▶ DESCRIPTION OF THE TASK: Once you have read the records, write them out again exactly.

Referring expression pointing data

◆ ◆ ◆ ◆ ◆ ◆ ◆

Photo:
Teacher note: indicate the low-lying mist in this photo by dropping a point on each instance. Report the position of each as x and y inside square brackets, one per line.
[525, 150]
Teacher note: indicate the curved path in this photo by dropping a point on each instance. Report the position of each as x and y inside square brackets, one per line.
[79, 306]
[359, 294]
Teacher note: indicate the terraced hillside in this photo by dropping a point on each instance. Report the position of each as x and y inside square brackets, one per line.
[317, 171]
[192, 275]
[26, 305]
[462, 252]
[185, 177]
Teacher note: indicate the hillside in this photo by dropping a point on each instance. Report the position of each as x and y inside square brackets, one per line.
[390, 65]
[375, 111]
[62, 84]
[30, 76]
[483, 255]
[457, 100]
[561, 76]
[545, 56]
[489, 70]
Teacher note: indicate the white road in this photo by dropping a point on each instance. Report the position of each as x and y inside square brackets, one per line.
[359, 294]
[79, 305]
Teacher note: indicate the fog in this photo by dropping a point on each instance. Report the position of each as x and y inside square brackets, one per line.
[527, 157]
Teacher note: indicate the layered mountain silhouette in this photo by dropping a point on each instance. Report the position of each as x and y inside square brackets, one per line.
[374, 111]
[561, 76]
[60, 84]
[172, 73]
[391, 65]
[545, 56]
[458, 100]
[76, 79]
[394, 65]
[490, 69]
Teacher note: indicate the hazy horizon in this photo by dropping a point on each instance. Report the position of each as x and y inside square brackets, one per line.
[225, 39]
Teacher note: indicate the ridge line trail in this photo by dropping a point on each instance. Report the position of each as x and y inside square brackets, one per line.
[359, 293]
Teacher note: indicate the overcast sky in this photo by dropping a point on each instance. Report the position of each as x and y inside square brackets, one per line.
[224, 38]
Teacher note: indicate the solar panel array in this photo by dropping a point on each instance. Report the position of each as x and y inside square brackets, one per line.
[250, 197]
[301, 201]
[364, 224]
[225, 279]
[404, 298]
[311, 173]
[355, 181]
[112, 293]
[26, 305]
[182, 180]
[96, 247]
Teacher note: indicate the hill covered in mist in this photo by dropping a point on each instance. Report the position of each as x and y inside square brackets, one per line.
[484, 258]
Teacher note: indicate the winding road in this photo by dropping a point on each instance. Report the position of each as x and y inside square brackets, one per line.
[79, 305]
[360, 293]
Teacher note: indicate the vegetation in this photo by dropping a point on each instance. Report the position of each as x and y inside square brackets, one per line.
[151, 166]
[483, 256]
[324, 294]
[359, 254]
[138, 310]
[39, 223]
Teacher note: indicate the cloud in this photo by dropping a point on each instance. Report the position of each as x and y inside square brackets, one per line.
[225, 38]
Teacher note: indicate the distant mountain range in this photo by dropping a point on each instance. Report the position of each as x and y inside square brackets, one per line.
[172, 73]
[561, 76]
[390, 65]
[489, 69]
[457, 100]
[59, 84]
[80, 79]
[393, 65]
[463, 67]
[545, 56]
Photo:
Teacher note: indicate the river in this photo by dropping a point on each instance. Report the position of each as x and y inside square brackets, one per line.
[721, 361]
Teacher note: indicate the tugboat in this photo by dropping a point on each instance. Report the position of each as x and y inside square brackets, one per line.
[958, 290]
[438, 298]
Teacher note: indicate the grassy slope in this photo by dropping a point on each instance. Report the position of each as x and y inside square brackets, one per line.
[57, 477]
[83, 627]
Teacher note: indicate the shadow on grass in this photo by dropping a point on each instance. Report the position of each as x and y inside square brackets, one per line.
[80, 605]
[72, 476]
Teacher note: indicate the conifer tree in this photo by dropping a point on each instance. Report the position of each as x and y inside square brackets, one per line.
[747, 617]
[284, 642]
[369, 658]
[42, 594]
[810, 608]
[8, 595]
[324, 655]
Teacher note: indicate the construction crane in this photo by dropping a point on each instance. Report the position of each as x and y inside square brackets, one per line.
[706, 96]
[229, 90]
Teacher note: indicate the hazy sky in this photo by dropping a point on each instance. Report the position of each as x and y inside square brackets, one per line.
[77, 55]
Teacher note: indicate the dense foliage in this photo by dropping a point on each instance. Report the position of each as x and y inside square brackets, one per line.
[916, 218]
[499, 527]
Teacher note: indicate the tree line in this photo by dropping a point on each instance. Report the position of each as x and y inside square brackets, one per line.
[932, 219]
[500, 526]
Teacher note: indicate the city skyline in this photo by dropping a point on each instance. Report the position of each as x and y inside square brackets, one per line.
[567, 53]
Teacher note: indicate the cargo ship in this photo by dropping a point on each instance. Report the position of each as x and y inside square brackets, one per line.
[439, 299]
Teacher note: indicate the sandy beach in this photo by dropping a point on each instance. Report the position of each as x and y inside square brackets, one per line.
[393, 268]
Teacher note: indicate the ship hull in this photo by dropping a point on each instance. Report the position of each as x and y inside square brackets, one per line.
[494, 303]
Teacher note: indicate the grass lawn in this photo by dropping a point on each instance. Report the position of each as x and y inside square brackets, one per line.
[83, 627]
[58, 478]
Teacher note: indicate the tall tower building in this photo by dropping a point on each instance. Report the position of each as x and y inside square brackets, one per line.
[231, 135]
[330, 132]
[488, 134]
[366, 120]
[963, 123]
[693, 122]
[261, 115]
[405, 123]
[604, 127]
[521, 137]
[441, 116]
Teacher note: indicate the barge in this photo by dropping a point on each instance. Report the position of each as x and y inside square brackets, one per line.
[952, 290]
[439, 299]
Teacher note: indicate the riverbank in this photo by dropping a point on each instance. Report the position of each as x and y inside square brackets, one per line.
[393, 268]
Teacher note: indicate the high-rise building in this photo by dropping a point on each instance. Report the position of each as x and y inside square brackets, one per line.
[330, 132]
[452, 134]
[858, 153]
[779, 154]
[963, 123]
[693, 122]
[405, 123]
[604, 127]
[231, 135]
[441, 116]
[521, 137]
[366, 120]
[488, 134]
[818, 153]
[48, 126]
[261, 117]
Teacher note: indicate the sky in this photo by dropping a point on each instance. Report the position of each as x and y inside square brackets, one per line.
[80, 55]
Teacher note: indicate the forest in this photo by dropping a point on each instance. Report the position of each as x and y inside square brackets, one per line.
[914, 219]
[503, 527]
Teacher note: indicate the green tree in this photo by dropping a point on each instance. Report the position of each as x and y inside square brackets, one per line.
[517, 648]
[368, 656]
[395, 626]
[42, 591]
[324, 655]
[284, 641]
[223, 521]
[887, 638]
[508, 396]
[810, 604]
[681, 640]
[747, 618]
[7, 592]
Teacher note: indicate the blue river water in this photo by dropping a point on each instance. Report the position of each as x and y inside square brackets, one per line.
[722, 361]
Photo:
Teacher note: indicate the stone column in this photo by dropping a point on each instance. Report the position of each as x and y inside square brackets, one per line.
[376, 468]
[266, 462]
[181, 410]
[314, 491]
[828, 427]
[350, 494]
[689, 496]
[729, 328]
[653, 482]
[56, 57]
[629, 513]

◆ ◆ ◆ ◆ ◆ ◆ ◆

▶ OUTPUT OF THE TASK:
Photo:
Teacher note: indicate the low-lying mist in this photo by dropping a point on each instance. Report the position of each as x and y inside square brackets, one per line.
[525, 150]
Teacher note: indicate the curved path in this photo by dropping a point on each instance. Report the position of each as x and y inside square brackets, one per line.
[79, 306]
[359, 294]
Teacher note: indicate the terraced hillside in this photo by dropping a point on each instance. Report the position of each as x and y inside square brackets, one per line.
[317, 171]
[192, 275]
[26, 305]
[462, 252]
[185, 177]
Teacher note: indicate the hillside in this photo by dropping a point on each instance. Report the position of each as x and y inside square brackets, one per line.
[390, 65]
[375, 111]
[62, 84]
[30, 76]
[483, 255]
[457, 100]
[561, 76]
[545, 56]
[489, 70]
Teacher note: indicate the white road in this photo by dropping a point on each instance. Report the position of each as x and y inside square brackets, one per line.
[359, 294]
[79, 305]
Teacher note: indicate the fog in this photo by dropping a point on each instance. Report the position of each as x and y inside square brackets, one per line.
[527, 157]
Teacher note: indicate the layered mountain silhouette in this photo by dropping a point on each instance. Report the position of each as x and y inside square brackets, one per line.
[374, 111]
[561, 76]
[60, 84]
[172, 73]
[391, 65]
[545, 56]
[458, 100]
[76, 79]
[394, 65]
[490, 69]
Teacher note: indicate the hazy horizon in this photo by dropping a point on each instance. Report the position of each as x and y inside square brackets, one per line.
[225, 39]
Teacher note: indicate the ridge line trail in this photo by dropping a point on each instance. Report the position of each as x and y inside square brackets, one per line.
[359, 293]
Teacher note: indicate the overcast sky in this photo by dropping a point on each instance. Report the position of each as x and y inside square brackets, one per line.
[224, 38]
Teacher note: indicate the solar panel array in this photo by dropping a point on each instance. Report the position of each as x and y inside square brackets, one per line.
[250, 197]
[301, 201]
[364, 224]
[225, 279]
[404, 298]
[311, 173]
[355, 181]
[112, 293]
[26, 305]
[182, 180]
[96, 247]
Teacher note: indicate the hill covered in mist in this photo by dropping a point on each instance. Report the position of each as x and y inside square brackets, one per line.
[484, 258]
Teacher note: indicate the winding road in this photo by dropping a point on each instance. Report the position of each as x and y inside square brackets, one per line.
[79, 305]
[360, 293]
Teacher note: indicate the vegetation in this photo by dropping a point on each instance. Report the position of each as x and y inside square brackets, one per line.
[151, 166]
[483, 256]
[324, 294]
[359, 254]
[138, 310]
[39, 223]
Teacher note: indicate the cloud in this photo by dropping a point on each instance. Report the position of each as x and y inside square brackets, one per line.
[225, 38]
Teacher note: indicate the distant mountain range in this photo by dropping a point on each instance. Report the position of each as x and y inside square brackets, one per line.
[172, 73]
[561, 76]
[390, 65]
[489, 69]
[457, 100]
[59, 84]
[80, 79]
[393, 65]
[463, 67]
[545, 56]
Photo:
Teacher note: indicate the river in this photo by dropping a point on each instance. Report the position of each as x and y inside square brackets, one per line.
[721, 361]
Teacher note: indicate the tugboat in this photo by dropping a point on each instance. Report the position of each as x and y inside square brackets, one per line.
[958, 290]
[438, 298]
Teacher note: indicate the grassy slope in this photo by dropping a point on each instance. Report the position of each as x and y inside square brackets, one per line.
[57, 477]
[83, 627]
Teacher note: indicate the shadow on grass in this photo by dropping a point on each instance. Report the position of each as x and y inside square brackets, one per line.
[80, 605]
[72, 476]
Teacher note: indicate the conifer tree in this photo by dropping a point on each instance. Report the position of each as x and y inside square brackets, one per line.
[747, 617]
[284, 642]
[369, 658]
[42, 594]
[810, 608]
[8, 595]
[324, 655]
Teacher note: indicate the construction crane in this photo by dropping a point on each instance. Report the position of each as x and y inside square brackets, one per line.
[706, 96]
[229, 90]
Teacher note: indicate the hazy sky in this photo by dropping a point on each instance. Report the position of each as x and y inside square brackets, one per line.
[77, 55]
Teacher note: indicate the dense foliage in this photo by dropping a point on each instance. Report the position of each as x and y inside square brackets, one per line.
[916, 218]
[499, 527]
Teacher note: indicate the tree line in this photo by dropping a point on each instance. Report the position of each as x and y inside square brackets, one per line.
[932, 219]
[500, 526]
Teacher note: indicate the city skyline in this photo by dropping a point on each instance. Report the position of each as x and y inside square brackets, one per line.
[567, 53]
Teacher note: indicate the cargo ship in this photo by dropping a point on each instance. Report the position of each as x and y inside square brackets, one per line.
[439, 299]
Teacher note: indicate the sandy beach in this photo by dropping a point on each instance. Report the position of each as x and y inside square brackets, one per line.
[393, 268]
Teacher note: indicate the ship hull in this photo by dropping a point on each instance. Report the position of each as x and y inside square brackets, one per line.
[494, 303]
Teacher note: indicate the grass lawn in this photo by dropping a point on each instance. Report the position of each as x and y inside square brackets, one per line.
[83, 627]
[58, 478]
Teacher note: indicate the tall tower building in this photo by dropping a point on each instance. Report the position of each as x and y inside square brackets, one per line.
[231, 135]
[330, 132]
[488, 134]
[366, 120]
[963, 123]
[693, 122]
[261, 115]
[405, 123]
[604, 127]
[521, 137]
[441, 116]
Teacher note: indicate the barge in this photo by dropping a point on each instance. Report the position of each as x and y inside square brackets, one per line.
[952, 290]
[439, 299]
Teacher note: indicate the riverbank in this photo by dropping a point on each instance. Report the position of each as x and y inside square brackets, one per line.
[393, 268]
Teacher note: indicate the high-rise building in this photo by dropping a point on each instance. Report the position of each as x and y inside square brackets, one per line.
[330, 132]
[452, 134]
[858, 153]
[779, 154]
[963, 123]
[693, 122]
[405, 123]
[604, 127]
[231, 135]
[441, 116]
[521, 137]
[366, 120]
[488, 134]
[818, 153]
[48, 126]
[261, 117]
Teacher note: indicate the sky in this photo by dropping a point on each instance. Report the position of each as x and y inside square brackets, one per line.
[80, 55]
Teacher note: indicate the forest in this photo by dropping a point on each instance. Report the position of each as x and y inside square brackets, one per line.
[914, 219]
[503, 527]
Teacher note: indicate the green tree in this photo by dropping a point on each instance. Report the position of each as x and y inside square brackets, one per line.
[517, 648]
[368, 656]
[395, 626]
[42, 591]
[324, 655]
[284, 641]
[223, 521]
[887, 638]
[508, 396]
[810, 604]
[681, 640]
[747, 618]
[7, 592]
Teacher note: indicate the blue river water in this photo by dropping a point on each instance. Report the position of each as x and y inside square brackets, one per line.
[722, 361]
Photo:
Teacher note: indicate the stone column in this photo by dropping a point on each instance. Report the position of each as x and y inside square brackets, one per line.
[376, 468]
[266, 462]
[181, 410]
[314, 491]
[828, 427]
[350, 494]
[689, 496]
[729, 328]
[653, 482]
[56, 57]
[629, 513]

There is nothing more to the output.